TASK SET:
A) Write out the passage about Kevin Young from "The evening began" up to and including "take the stage.", keeping every word as it appears.
B) Extend the passage about Kevin Young's evening appearance, picking up after its final sentence.

READING TEXT:
■ ■ ■ ■

Kevin Young is a prolific writer, having written fifteen books of poetry and prose as well as serving as the poetry editor for the New Yorker Magazine. His work ranges nonfiction (Bunk: The Rise of Hoaxes, Humbug, Plagiarists, Phonies, Post-Facts, and Fake News), to deeply personal poetry, such as his poetry book Stones, which focuses on themes of family, grief, the American South, and how they constitute his history.

The evening began with a greeting from President Trombley, and an introduction by Dr. Michael Saenger. Saenger described a recent English department event in which students ooh-ed, ahh-ed, and hmm-ed as they read Young’s poetry aloud. He listed Young’s many, many achievements, and invited Young to take the stage.

■ ■ ■ ■

DATASET RECORDS:

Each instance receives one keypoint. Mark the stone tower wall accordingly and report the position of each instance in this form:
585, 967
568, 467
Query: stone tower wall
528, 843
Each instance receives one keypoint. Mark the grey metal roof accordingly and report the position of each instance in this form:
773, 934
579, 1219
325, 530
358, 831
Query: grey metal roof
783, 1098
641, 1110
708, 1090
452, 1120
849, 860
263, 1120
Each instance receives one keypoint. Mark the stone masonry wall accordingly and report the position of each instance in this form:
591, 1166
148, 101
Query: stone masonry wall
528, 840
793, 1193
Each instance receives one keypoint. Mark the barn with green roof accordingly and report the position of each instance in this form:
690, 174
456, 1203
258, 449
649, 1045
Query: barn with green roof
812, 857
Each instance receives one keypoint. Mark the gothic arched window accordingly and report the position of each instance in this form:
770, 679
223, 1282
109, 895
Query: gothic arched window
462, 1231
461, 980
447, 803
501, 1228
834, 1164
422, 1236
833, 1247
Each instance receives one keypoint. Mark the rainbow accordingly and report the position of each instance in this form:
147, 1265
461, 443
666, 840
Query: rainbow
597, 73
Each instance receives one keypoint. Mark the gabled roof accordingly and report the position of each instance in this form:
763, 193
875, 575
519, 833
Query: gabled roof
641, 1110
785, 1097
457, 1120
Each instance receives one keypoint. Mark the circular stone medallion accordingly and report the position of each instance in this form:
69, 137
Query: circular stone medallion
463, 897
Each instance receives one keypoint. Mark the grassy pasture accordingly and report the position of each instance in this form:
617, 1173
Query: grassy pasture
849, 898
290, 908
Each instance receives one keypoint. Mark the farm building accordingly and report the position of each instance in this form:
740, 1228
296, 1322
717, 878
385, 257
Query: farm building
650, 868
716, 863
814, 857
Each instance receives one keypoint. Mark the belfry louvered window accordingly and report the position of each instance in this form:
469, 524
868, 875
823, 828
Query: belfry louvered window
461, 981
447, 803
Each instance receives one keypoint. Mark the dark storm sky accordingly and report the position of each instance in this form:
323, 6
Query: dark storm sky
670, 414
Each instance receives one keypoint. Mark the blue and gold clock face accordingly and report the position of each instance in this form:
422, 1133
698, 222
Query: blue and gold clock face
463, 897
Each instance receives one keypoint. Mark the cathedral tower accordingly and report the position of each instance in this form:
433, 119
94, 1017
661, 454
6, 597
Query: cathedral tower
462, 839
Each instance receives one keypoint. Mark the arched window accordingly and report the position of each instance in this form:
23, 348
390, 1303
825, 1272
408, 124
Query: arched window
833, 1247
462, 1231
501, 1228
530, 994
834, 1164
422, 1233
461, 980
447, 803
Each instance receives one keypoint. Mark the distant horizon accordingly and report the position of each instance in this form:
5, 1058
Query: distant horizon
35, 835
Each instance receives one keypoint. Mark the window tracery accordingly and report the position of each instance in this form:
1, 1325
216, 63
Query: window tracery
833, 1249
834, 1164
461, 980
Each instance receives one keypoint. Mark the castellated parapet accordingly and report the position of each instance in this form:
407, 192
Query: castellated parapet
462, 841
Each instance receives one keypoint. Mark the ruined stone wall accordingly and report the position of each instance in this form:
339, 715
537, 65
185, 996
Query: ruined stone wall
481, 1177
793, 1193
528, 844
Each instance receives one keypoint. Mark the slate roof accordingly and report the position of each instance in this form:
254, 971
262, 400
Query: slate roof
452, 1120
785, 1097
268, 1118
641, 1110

■ ■ ■ ■

OUTPUTS IN ORDER:
A)
The evening began with a greeting from President Trombley, and an introduction by Dr. Michael Saenger. Saenger described a recent English department event in which students ooh-ed, ahh-ed, and hmm-ed as they read Young’s poetry aloud. He listed Young’s many, many achievements, and invited Young to take the stage.

B)
Young greeted the audience, emphasizing the statement piece of his outfit: a maroon fedora, which he told the audience not to forget. He began by discussing the ways that poetry and history interact—how metaphor makes meaning, how we recognize ourself in poetry, and how the things we read come to construct our own personal histories. Robinson Crusoe and Gulliver’s Travels weaved together with stories of moving from New York to “the sun” (Kansas). Young took the audience through comics, english textbooks, old readers’ digests, and hymns. The transitions from his poetry readings (Aunties, Brown) to his own were effortless, as his speech took a naturally poetic rhythm.

Next, Young turned to the construction of history through literature and curation. He described his time archiving his mentor’s many papers. Through this process, he learned more about this man than anyone had ever known. He prepared a compilation of this work, and realized the charge of a curator/writer: What is most important? Curators and writers choose what will be remembered. Young describes the job as part editor, part archivist, part onlooker, and part snoop. He asked the audience to think about how our stories in history have been chosen, and what has been left out.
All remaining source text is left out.